====== Enregistrements de données ======
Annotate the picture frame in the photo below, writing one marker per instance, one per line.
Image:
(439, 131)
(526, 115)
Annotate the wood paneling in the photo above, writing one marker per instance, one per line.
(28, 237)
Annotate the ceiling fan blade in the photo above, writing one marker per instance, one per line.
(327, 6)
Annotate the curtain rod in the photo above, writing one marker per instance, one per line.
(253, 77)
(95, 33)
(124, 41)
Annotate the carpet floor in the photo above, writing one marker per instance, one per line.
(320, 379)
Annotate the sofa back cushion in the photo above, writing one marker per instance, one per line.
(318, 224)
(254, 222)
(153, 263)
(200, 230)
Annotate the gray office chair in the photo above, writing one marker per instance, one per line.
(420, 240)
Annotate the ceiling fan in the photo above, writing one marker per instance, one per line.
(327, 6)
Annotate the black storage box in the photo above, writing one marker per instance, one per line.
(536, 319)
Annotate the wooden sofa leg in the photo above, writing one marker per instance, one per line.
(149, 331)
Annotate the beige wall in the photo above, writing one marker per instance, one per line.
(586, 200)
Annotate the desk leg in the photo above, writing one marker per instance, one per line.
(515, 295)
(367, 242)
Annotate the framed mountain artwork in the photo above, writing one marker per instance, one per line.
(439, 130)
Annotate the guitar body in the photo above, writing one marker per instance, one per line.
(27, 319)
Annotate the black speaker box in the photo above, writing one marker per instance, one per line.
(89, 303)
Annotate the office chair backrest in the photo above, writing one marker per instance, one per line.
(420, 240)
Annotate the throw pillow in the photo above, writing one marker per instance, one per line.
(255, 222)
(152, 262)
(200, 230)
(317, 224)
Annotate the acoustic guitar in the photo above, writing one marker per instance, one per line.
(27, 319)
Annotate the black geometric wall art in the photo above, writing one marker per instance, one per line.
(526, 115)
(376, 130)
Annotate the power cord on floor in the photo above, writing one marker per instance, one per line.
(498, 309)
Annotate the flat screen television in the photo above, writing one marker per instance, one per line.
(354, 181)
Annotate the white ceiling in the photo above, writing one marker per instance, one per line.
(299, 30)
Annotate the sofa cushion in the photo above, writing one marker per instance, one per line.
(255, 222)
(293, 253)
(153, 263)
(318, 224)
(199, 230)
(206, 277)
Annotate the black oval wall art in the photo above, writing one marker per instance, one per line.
======
## Énoncé écrit
Convertissez toutes les lignes du matériel ci-dessus en une liste numérotée, sans reprendre les lignes vides.

## Résultat obtenu
1. Annotate the picture frame in the photo below, writing one marker per instance, one per line.
2. Image:
3. (439, 131)
4. (526, 115)
5. Annotate the wood paneling in the photo above, writing one marker per instance, one per line.
6. (28, 237)
7. Annotate the ceiling fan blade in the photo above, writing one marker per instance, one per line.
8. (327, 6)
9. Annotate the curtain rod in the photo above, writing one marker per instance, one per line.
10. (253, 77)
11. (95, 33)
12. (124, 41)
13. Annotate the carpet floor in the photo above, writing one marker per instance, one per line.
14. (320, 379)
15. Annotate the sofa back cushion in the photo above, writing one marker per instance, one per line.
16. (318, 224)
17. (254, 222)
18. (153, 263)
19. (200, 230)
20. Annotate the gray office chair in the photo above, writing one marker per instance, one per line.
21. (420, 240)
22. Annotate the ceiling fan in the photo above, writing one marker per instance, one per line.
23. (327, 6)
24. Annotate the black storage box in the photo above, writing one marker per instance, one per line.
25. (536, 319)
26. Annotate the wooden sofa leg in the photo above, writing one marker per instance, one per line.
27. (149, 331)
28. Annotate the beige wall in the photo above, writing one marker per instance, one per line.
29. (586, 200)
30. Annotate the desk leg in the photo above, writing one marker per instance, one per line.
31. (515, 295)
32. (367, 242)
33. Annotate the framed mountain artwork in the photo above, writing one marker per instance, one per line.
34. (439, 130)
35. Annotate the guitar body in the photo above, writing one marker per instance, one per line.
36. (27, 319)
37. Annotate the black speaker box in the photo above, writing one marker per instance, one per line.
38. (89, 303)
39. Annotate the office chair backrest in the photo above, writing one marker per instance, one per line.
40. (420, 240)
41. Annotate the throw pillow in the photo above, writing one marker per instance, one per line.
42. (255, 222)
43. (152, 262)
44. (200, 230)
45. (317, 224)
46. Annotate the acoustic guitar in the photo above, writing one marker per instance, one per line.
47. (27, 319)
48. Annotate the black geometric wall art in the photo above, writing one marker per instance, one per line.
49. (526, 115)
50. (376, 130)
51. Annotate the power cord on floor in the photo above, writing one marker per instance, one per line.
52. (498, 309)
53. Annotate the flat screen television in the photo above, writing one marker per instance, one per line.
54. (354, 181)
55. Annotate the white ceiling in the photo above, writing one marker per instance, one per line.
56. (299, 30)
57. Annotate the sofa cushion in the photo above, writing one marker per instance, one per line.
58. (255, 222)
59. (293, 253)
60. (153, 263)
61. (318, 224)
62. (199, 230)
63. (206, 277)
64. Annotate the black oval wall art in the photo above, writing one marker per instance, one per line.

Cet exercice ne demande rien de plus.